QUOTED TEXT →
********
I tried a bunch of things on the Envoy config side, but nothing made any difference.
Could anyone point me at what might be causing the issue or what might help me get to the bottom of this?

@mattklein123 mattklein123 added the question Questions that are neither investigations, bugs, nor enhancements label May 10, 2019
@mattklein123
Copy link
Member

@lizan any thoughts?

@gyang274
Copy link

@lizan @mattklein123 I am experiencing a similar issue. I can provide a reproducible example if needed.

@dio
Copy link
Member

dio commented May 18, 2019

@gyang274 a reproducible example will be very helpful!

@gyang274
Copy link

gyang274 commented May 18, 2019

@dio I actually fixed the problem by using
hosts: [{ socket_address: { address: 0.0.0.0, port_value: 50051 }}]
instead of
hosts: [{ socket_address: { address: host.docker.internal, port_value: 50051 }}]
in enovy.yaml clusters settings, and start the docker with --network=host. This leads to success communication, although get warning that this option is depreciated.

Btw, this is on ubuntu 16.04 with grpc 1.20.3, google-protobuf 3.8.0-rc1.

@moderation
Copy link
Contributor

moderation commented May 18, 2019

@gyang274 The non-deprecated way of specifying hosts is shown in the following example - https://github.com/envoyproxy/envoy/blob/master/examples/grpc-bridge/config/s2s-grpc-envoy.yaml#L35-L43

    load_assignment:
      cluster_name: local_service_grpc
      endpoints:
      - lb_endpoints:
        - endpoint:
            address:
              socket_address:
                address: host.docker.internal
                port_value: 50051

@TBoshoven
Copy link
Author

My issue is definitely not the same one as @gyang274 's.
While I run Envoy in Docker, the service I am contacting runs separately, in a K8s cluster.
The host and port are correct (verified by curling the host at the IP in my logs at the configured port) and they are accessible from the container.
I updated my config to be similar to what @moderation described and I am still seeing the same issue.

As stated in my original report, the only change (quite reproducibly; a rollback fixed it, then another update broke things again) is the update of that service to the new gRPC version.

I also verified that this error looks different than when connecting to a host that does not exist and an http/2 host that does not speak gRPC, in order to eliminate basic issues.
********
EXERCISE REQUIREMENTS → Reproduce a part of the Envoy thread verbatim, starting with "My issue is" and going on through "the same issue.". The lines that follow are separate material, unrelated to the Envoy thread above.

DATASET RECORDS →
********
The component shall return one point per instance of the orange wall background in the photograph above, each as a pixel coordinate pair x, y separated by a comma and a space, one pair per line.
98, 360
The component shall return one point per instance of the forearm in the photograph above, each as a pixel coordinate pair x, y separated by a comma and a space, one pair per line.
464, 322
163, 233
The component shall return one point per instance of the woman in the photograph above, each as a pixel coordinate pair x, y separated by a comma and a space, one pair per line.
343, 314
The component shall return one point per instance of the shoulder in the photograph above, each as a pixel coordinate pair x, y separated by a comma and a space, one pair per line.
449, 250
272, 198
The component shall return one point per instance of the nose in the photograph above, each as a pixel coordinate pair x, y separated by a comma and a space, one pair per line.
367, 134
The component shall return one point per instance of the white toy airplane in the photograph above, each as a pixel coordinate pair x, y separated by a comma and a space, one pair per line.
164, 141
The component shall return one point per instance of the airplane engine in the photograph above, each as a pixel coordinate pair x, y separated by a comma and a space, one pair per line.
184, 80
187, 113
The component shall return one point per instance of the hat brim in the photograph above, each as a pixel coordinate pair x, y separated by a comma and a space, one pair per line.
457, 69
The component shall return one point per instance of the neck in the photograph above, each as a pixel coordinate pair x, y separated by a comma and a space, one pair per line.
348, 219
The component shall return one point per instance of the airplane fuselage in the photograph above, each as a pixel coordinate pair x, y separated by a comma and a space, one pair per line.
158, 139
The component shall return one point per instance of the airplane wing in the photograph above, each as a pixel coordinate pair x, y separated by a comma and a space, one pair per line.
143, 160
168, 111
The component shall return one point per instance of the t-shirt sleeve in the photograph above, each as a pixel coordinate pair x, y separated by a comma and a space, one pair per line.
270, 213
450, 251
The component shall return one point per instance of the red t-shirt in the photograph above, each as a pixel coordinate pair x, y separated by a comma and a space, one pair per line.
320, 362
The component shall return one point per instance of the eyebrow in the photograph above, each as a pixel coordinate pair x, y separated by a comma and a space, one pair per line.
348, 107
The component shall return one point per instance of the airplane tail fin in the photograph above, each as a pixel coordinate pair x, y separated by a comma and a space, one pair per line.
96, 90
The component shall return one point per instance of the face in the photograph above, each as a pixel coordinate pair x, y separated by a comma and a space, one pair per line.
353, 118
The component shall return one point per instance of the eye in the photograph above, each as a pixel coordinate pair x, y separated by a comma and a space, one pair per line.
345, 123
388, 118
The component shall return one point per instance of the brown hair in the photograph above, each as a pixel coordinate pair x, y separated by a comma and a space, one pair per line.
********
TASK RESULT →
My issue is definitely not the same one as @gyang274 's.
While I run Envoy in Docker, the service I am contacting runs separately, in a K8s cluster.
The host and port are correct (verified by curling the host at the IP in my logs at the configured port) and they are accessible from the container.
I updated my config to be similar to what @moderation described and I am still seeing the same issue.